* Material provided *
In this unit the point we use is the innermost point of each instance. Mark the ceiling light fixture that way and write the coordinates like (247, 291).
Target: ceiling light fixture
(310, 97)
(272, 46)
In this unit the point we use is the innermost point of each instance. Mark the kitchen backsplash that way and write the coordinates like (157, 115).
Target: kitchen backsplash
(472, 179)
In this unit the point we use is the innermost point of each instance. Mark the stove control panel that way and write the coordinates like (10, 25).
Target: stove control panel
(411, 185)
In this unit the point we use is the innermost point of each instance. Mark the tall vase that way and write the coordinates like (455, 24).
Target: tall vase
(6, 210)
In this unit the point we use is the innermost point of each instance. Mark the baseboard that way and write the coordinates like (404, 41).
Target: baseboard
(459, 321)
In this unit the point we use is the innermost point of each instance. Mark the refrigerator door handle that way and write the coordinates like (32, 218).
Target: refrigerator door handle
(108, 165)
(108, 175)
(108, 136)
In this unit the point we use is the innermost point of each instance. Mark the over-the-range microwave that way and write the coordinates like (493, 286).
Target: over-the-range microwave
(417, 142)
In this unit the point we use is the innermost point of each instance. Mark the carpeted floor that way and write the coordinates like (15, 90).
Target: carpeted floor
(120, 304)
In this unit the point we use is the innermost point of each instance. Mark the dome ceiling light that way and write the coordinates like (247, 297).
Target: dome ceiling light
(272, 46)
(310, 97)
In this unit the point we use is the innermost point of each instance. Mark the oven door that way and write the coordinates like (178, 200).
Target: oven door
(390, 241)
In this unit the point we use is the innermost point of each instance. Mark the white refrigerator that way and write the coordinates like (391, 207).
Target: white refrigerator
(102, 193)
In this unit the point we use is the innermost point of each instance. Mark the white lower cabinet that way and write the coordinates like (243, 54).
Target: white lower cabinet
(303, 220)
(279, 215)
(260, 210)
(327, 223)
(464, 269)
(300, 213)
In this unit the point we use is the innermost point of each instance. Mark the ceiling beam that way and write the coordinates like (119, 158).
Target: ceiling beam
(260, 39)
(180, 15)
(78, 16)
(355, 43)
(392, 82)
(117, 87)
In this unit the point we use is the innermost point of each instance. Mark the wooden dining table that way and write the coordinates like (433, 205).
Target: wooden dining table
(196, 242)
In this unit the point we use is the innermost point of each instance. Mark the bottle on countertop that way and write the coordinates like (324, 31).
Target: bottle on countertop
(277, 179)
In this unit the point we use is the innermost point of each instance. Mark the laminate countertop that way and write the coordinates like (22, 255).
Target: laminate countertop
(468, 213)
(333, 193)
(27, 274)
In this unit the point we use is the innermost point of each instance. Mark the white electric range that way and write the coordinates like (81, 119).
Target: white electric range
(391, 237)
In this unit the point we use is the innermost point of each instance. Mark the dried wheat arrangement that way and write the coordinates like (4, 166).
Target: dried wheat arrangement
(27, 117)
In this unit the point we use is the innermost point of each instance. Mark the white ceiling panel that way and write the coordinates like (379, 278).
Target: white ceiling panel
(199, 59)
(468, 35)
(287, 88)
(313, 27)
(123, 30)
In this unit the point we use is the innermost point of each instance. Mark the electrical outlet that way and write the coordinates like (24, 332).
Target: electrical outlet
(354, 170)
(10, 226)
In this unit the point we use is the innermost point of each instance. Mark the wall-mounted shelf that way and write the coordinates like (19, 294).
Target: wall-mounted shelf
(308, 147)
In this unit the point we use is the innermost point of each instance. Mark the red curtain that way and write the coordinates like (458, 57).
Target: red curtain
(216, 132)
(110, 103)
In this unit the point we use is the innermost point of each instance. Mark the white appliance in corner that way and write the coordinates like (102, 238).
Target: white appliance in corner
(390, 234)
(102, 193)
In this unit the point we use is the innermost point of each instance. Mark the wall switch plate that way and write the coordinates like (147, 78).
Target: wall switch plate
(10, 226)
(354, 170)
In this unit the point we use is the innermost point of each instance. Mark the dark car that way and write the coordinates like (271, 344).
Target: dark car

* Directions for this task *
Output the entire data exactly, line for line.

* Response *
In this unit the point we use is the innermost point of each instance. Mark the ceiling light fixture that way and write the coordinates like (247, 291).
Target: ceiling light fixture
(310, 97)
(272, 46)
In this unit the point we use is the innermost point of each instance. Mark the kitchen backsplash that way and write the coordinates like (157, 115).
Target: kitchen backsplash
(472, 179)
In this unit the point we use is the innermost point of each instance. Mark the stove control panel that way and write the coordinates like (10, 25).
Target: stove control panel
(411, 185)
In this unit the point we use is the innermost point of each instance. Mark the tall vase that way and write the coordinates like (455, 24).
Target: tall vase
(6, 210)
In this unit the point we use is the innermost point of each instance. Mark the baseboard that way and write the coordinates like (404, 41).
Target: baseboard
(459, 321)
In this unit the point we use is the innermost point of each instance. Mark the refrigerator door handle that way and write the coordinates like (32, 218).
Target: refrigerator door handle
(108, 165)
(108, 175)
(108, 136)
In this unit the point we use is the innermost point of each instance. Mark the over-the-range microwave that way and write the coordinates like (493, 286).
Target: over-the-range microwave
(417, 142)
In this unit the point we use is the innermost point of each instance. Mark the carpeted floor that way and write the coordinates like (15, 90).
Target: carpeted floor
(120, 304)
In this unit the point we use is the innermost point of each instance. Mark the dome ceiling light that way and write the coordinates like (247, 297).
Target: dome ceiling light
(272, 46)
(310, 97)
In this unit the point we use is the innermost point of each instance. Mark the oven door that way and write the coordinates like (178, 200).
Target: oven door
(390, 241)
In this unit the point we use is the innermost point of each instance. Mark the white refrigerator that way and write the coordinates like (391, 207).
Target: white refrigerator
(102, 193)
In this unit the point we use is the innermost point of each instance. Mark the white lower cabinet that way and write the coordinates like (243, 54).
Target: white lower cabinet
(303, 220)
(279, 215)
(260, 210)
(327, 223)
(464, 269)
(300, 213)
In this unit the point we use is the innermost point of each instance. Mark the ceiling beam that way and write the coordinates like (119, 158).
Target: ceiling beam
(260, 39)
(180, 15)
(78, 16)
(355, 43)
(392, 82)
(117, 87)
In this unit the point we use is the innermost point of each instance. Mark the wooden dining table that way and write the coordinates like (433, 205).
Target: wooden dining table
(196, 242)
In this unit the point we use is the innermost point of each instance. Mark the bottle on countertop that way and write the coordinates like (324, 31).
Target: bottle on countertop
(277, 179)
In this unit the point we use is the innermost point of each instance. Mark the laminate countertop that way and write the coordinates like (22, 255).
Target: laminate countertop
(468, 213)
(333, 193)
(27, 274)
In this unit the point we use is the innermost point of each instance. Mark the white electric range that way and write the coordinates like (81, 119).
Target: white electric range
(391, 237)
In this unit the point we use is the innermost point of each instance. Mark the dried wheat arrangement that way and write the coordinates like (4, 166).
Target: dried wheat arrangement
(27, 117)
In this unit the point we use is the innermost point of each instance. Mark the white ceiling panel that way and write the coordinates like (379, 278).
Target: white ceiling panel
(199, 59)
(468, 35)
(287, 88)
(313, 27)
(123, 30)
In this unit the point we use is the innermost point of each instance. Mark the electrical outlet that way and write the coordinates like (24, 332).
Target: electrical outlet
(354, 170)
(10, 226)
In this unit the point we use is the innermost point of each instance. Mark the wall-mounted shelf that way and write the coordinates like (19, 294).
Target: wall-mounted shelf
(308, 147)
In this unit the point we use is the innermost point of each instance. Mark the red curtain that way and write the coordinates like (458, 57).
Target: red curtain
(216, 132)
(110, 103)
In this unit the point we use is the innermost point of each instance. Mark the white appliance in corner that way and write the coordinates like (102, 238).
Target: white appliance in corner
(390, 234)
(102, 193)
In this unit the point we use is the innermost point of each instance. Mark the wall switch plate that way and write the coordinates like (147, 78).
Target: wall switch plate
(10, 226)
(354, 170)
In this unit the point we use is the innermost point of each instance. Mark the dark car that way and write the coordinates like (271, 344).
Target: dark car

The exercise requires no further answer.